━━━━━ Provided text

I acted as Sports Editor for Flagship magazine for five years - May 1997 to May 2002, a barely-paid couple-of-hours-a-month position responsible for a regular column which I variably managed to turn in at the very last moment possible. Nick had just about finished with his Flagship duties by this point; certainly I almost always dealt with his successor, the wonderful Carol Mulholland. Nevertheless, I swapped mail with him a couple of times and bumped into him briefly at a couple of games conventions. Maybe I was always just pleased that an intense gaming geek managed to make it to a relatively prominent station in public life, but I've always had a lot of time for Nick.

━━━━━━━━━━
━━━━━ Extracted data

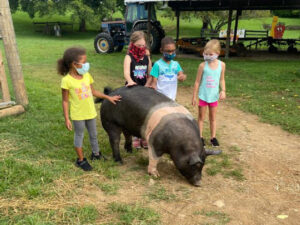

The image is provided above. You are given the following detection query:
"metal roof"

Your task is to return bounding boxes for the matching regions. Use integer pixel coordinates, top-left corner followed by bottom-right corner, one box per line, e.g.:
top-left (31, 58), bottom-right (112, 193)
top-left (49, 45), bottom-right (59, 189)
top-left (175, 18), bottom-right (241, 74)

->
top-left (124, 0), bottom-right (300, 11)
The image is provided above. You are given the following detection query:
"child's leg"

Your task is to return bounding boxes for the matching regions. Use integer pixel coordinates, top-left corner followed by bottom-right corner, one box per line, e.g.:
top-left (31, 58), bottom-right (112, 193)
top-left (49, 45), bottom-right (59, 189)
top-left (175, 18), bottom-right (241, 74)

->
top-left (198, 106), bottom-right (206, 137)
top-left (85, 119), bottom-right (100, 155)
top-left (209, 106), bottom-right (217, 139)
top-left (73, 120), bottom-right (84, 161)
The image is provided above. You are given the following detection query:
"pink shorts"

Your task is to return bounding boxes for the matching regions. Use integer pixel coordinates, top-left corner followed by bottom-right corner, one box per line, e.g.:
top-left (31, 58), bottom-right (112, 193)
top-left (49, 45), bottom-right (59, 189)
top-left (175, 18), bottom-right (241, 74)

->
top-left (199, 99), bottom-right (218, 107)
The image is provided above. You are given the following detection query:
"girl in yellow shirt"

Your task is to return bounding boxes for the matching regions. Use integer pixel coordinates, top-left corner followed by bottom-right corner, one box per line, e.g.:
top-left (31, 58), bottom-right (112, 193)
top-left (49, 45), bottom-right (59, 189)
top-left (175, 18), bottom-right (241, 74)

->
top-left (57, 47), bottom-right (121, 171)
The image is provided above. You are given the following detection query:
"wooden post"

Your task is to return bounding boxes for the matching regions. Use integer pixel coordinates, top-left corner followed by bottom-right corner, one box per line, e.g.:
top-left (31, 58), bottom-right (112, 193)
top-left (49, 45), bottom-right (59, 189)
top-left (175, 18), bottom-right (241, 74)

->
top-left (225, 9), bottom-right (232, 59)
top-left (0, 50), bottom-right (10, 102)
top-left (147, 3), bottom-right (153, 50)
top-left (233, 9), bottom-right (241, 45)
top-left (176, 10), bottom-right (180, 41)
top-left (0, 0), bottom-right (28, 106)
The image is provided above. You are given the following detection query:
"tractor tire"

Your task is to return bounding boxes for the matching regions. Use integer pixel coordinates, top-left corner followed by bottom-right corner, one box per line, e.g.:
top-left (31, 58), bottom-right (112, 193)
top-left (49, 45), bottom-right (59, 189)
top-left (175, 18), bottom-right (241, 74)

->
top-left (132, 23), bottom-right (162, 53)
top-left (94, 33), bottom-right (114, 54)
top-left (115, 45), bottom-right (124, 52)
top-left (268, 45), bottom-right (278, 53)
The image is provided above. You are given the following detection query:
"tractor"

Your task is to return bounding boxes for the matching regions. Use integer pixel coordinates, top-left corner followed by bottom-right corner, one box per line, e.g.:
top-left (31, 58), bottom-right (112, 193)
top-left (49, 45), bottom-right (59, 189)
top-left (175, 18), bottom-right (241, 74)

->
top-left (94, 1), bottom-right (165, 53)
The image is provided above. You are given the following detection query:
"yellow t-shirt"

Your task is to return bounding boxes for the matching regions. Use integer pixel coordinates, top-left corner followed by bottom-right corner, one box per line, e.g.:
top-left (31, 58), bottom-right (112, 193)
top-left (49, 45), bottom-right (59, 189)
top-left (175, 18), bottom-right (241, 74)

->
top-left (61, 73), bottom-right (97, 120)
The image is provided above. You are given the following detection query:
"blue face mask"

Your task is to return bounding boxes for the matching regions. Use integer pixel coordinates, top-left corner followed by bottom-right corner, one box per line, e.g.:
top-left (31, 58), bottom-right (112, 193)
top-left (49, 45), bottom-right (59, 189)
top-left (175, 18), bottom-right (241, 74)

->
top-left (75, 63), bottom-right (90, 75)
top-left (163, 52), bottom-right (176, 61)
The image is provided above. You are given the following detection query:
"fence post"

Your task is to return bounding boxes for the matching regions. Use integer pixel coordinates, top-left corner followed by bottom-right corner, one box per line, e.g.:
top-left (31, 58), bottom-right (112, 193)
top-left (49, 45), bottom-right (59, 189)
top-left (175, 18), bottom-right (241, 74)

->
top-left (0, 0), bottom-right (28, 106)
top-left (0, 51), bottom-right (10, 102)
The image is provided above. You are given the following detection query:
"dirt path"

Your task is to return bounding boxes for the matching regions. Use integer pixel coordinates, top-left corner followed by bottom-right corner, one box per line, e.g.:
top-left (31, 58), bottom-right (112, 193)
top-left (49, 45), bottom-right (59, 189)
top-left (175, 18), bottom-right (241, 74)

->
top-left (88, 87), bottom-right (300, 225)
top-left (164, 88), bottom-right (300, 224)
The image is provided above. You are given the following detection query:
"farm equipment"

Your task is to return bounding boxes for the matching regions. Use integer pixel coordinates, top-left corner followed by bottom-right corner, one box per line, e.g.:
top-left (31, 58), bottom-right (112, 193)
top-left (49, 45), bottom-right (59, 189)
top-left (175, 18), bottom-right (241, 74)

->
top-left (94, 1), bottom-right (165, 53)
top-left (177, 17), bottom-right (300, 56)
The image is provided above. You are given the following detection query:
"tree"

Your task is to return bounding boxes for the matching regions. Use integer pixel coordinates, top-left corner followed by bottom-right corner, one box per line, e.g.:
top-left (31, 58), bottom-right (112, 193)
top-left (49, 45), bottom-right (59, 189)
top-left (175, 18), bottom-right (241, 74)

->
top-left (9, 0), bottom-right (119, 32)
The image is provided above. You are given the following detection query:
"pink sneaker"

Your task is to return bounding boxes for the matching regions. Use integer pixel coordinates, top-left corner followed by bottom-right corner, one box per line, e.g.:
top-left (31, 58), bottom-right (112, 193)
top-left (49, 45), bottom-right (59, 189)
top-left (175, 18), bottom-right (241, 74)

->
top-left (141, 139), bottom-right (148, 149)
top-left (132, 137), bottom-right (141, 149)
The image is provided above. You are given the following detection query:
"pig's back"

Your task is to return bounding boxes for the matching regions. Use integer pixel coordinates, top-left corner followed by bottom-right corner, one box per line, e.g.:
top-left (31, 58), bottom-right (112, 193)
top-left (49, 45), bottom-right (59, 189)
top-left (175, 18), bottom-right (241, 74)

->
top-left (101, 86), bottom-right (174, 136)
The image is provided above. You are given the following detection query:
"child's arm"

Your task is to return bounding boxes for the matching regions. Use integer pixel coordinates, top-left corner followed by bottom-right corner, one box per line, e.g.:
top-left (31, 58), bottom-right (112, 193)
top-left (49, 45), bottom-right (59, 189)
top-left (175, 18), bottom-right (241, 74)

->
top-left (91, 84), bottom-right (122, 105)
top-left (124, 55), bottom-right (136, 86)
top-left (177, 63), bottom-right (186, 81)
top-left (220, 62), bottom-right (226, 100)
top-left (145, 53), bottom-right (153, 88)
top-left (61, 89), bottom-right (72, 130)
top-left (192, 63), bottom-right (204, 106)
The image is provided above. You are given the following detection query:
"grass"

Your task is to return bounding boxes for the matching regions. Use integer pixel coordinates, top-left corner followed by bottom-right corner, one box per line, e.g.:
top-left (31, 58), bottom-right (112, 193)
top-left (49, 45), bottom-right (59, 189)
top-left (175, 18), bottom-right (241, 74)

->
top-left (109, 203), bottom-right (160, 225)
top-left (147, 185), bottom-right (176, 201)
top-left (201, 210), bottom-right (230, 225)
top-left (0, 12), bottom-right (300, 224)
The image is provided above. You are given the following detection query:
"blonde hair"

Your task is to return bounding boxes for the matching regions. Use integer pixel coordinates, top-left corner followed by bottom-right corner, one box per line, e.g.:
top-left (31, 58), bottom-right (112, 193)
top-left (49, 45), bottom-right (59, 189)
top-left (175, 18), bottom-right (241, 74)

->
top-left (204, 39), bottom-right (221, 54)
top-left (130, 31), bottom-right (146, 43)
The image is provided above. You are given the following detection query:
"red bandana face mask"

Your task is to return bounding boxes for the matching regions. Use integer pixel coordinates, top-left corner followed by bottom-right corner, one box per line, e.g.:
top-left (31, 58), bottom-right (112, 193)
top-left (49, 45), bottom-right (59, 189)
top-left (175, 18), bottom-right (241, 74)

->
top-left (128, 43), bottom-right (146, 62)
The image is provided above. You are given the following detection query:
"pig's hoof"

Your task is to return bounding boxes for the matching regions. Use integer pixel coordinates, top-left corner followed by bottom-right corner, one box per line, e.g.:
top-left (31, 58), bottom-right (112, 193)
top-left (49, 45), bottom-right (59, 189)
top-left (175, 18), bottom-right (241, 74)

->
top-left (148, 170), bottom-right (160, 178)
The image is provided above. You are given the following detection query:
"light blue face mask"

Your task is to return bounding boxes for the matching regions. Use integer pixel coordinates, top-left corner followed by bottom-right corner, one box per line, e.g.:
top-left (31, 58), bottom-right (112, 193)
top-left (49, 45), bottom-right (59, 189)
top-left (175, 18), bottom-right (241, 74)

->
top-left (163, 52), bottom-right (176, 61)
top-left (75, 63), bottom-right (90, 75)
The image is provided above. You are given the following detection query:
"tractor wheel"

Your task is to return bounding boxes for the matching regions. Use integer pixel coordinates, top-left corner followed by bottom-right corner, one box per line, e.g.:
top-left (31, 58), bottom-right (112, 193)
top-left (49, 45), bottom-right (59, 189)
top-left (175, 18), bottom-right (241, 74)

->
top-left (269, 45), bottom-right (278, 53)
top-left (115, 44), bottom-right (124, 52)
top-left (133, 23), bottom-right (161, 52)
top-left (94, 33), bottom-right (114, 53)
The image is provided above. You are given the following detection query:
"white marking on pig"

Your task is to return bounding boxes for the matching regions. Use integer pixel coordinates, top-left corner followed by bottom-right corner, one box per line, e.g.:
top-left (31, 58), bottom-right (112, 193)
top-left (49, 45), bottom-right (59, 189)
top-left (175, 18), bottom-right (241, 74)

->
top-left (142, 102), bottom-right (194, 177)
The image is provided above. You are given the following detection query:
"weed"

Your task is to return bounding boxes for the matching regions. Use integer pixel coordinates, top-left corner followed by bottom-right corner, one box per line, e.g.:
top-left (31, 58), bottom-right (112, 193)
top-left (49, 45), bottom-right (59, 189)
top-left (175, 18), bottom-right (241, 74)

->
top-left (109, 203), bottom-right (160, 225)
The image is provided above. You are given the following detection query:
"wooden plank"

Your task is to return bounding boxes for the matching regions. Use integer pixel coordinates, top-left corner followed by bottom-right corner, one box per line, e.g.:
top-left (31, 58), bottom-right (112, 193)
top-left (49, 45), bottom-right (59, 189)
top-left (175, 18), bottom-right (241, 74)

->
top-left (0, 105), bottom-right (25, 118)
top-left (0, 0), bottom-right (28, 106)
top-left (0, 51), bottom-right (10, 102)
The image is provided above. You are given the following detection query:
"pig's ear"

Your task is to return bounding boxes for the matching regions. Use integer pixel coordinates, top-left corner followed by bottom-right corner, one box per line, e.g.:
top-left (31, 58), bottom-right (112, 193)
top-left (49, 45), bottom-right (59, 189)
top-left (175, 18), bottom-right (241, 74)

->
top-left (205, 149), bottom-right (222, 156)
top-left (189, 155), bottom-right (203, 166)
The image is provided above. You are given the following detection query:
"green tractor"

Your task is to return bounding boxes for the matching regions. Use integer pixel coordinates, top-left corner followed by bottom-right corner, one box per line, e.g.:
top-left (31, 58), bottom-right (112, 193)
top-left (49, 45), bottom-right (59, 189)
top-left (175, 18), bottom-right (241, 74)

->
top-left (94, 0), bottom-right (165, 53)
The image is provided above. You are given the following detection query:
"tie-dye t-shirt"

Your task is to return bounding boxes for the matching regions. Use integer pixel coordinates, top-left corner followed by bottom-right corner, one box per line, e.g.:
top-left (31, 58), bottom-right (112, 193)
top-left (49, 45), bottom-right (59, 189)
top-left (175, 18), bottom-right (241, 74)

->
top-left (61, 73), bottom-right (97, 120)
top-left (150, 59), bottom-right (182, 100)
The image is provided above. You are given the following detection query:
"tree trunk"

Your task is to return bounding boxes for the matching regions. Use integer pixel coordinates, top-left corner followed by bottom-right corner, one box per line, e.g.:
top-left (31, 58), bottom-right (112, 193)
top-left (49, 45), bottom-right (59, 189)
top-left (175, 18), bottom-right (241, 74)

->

━━━━━━━━━━

Instruction ::
Reproduce the Flagship magazine passage word for word from "I acted as Sports" to "time for Nick.".

Expected answer ::
I acted as Sports Editor for Flagship magazine for five years - May 1997 to May 2002, a barely-paid couple-of-hours-a-month position responsible for a regular column which I variably managed to turn in at the very last moment possible. Nick had just about finished with his Flagship duties by this point; certainly I almost always dealt with his successor, the wonderful Carol Mulholland. Nevertheless, I swapped mail with him a couple of times and bumped into him briefly at a couple of games conventions. Maybe I was always just pleased that an intense gaming geek managed to make it to a relatively prominent station in public life, but I've always had a lot of time for Nick.